:: Goal ::
Gather each line from the rows below that contains the word "windshield".

:: Data excerpts ::
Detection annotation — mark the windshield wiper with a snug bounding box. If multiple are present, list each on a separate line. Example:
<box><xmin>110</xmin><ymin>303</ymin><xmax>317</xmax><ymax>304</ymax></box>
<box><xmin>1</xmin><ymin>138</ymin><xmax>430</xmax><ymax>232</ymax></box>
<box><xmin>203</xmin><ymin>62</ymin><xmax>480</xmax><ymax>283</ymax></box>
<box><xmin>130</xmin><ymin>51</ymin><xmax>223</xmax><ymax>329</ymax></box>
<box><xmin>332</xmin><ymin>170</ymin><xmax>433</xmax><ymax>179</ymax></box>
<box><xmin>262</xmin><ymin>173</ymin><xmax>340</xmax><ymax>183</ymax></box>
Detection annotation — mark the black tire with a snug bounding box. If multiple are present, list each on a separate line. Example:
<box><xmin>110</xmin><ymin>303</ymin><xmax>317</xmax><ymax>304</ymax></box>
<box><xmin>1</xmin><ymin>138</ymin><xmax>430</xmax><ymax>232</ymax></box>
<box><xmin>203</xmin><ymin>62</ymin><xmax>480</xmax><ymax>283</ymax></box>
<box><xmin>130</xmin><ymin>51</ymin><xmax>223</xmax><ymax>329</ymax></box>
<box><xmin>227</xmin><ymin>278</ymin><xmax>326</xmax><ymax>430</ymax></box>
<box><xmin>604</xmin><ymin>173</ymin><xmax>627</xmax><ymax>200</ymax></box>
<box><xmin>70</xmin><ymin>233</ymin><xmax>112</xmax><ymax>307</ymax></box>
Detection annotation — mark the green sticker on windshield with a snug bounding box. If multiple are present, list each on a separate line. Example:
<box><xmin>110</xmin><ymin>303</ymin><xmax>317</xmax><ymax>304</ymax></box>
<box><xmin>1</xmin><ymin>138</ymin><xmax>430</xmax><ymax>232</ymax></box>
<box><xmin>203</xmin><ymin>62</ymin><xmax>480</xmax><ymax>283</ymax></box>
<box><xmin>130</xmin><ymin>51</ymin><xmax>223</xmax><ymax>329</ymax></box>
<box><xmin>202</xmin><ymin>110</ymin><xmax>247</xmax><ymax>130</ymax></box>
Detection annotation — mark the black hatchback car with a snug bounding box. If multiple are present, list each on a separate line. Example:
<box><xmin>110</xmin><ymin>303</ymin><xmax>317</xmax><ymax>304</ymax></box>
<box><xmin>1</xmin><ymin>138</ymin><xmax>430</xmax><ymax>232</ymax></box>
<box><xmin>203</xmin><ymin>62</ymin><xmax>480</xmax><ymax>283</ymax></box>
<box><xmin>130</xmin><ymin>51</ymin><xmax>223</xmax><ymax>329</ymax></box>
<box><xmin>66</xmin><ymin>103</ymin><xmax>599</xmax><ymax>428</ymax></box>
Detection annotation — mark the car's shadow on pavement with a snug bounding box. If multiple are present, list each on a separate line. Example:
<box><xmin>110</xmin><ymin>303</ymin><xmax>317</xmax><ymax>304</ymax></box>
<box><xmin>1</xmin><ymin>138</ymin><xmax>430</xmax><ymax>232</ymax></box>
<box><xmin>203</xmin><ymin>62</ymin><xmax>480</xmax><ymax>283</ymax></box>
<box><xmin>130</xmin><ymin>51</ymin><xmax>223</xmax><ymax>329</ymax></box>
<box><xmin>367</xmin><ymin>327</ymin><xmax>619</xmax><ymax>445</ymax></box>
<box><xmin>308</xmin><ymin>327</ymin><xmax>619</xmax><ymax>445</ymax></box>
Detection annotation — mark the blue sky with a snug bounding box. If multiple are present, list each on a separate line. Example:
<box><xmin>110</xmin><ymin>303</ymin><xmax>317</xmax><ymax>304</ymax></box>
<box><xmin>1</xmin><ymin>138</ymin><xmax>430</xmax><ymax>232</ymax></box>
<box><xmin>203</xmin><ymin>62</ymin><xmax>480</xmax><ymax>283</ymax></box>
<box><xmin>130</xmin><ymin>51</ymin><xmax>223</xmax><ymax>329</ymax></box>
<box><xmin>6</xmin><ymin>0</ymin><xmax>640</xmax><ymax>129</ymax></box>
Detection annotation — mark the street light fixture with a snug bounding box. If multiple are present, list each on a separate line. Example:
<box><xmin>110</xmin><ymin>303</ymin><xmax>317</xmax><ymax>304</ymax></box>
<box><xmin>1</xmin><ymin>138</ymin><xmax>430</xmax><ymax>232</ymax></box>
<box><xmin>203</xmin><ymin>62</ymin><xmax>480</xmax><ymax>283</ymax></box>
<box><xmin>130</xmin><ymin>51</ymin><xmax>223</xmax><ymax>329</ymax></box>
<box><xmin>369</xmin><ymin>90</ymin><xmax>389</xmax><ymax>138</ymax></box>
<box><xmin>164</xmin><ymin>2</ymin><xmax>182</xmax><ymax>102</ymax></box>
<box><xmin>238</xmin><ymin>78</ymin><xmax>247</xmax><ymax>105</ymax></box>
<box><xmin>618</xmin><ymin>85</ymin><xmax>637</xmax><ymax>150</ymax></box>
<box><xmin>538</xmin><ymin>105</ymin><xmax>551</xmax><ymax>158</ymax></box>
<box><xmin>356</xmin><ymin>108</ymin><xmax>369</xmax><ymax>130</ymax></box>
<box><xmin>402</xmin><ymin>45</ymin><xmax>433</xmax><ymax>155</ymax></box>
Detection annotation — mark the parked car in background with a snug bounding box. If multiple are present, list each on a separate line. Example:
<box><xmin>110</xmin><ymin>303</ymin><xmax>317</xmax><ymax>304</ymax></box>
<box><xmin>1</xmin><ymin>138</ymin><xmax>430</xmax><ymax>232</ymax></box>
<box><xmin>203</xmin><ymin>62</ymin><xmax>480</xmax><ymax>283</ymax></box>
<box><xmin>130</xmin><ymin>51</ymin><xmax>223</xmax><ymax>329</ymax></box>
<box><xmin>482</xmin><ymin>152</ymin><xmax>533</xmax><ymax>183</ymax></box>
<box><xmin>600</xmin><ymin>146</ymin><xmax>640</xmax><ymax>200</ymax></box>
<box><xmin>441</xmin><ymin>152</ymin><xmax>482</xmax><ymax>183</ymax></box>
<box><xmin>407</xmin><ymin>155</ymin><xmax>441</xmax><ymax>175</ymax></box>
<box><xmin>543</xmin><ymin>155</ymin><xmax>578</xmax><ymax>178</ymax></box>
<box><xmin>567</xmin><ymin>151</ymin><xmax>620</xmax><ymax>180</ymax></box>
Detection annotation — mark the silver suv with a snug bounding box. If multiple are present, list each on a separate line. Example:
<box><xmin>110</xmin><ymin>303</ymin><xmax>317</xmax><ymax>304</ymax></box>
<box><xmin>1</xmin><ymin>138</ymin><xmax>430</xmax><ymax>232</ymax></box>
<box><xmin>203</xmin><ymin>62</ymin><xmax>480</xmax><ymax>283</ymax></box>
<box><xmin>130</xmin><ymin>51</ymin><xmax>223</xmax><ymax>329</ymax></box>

:: Full output ::
Detection annotation — mark the windshield wiper with a snug bounding box. If multiple are present, list each on a separate line. Example:
Detection annotation — mark the green sticker on windshield with a snug bounding box. If multiple are present, list each on a separate line. Example:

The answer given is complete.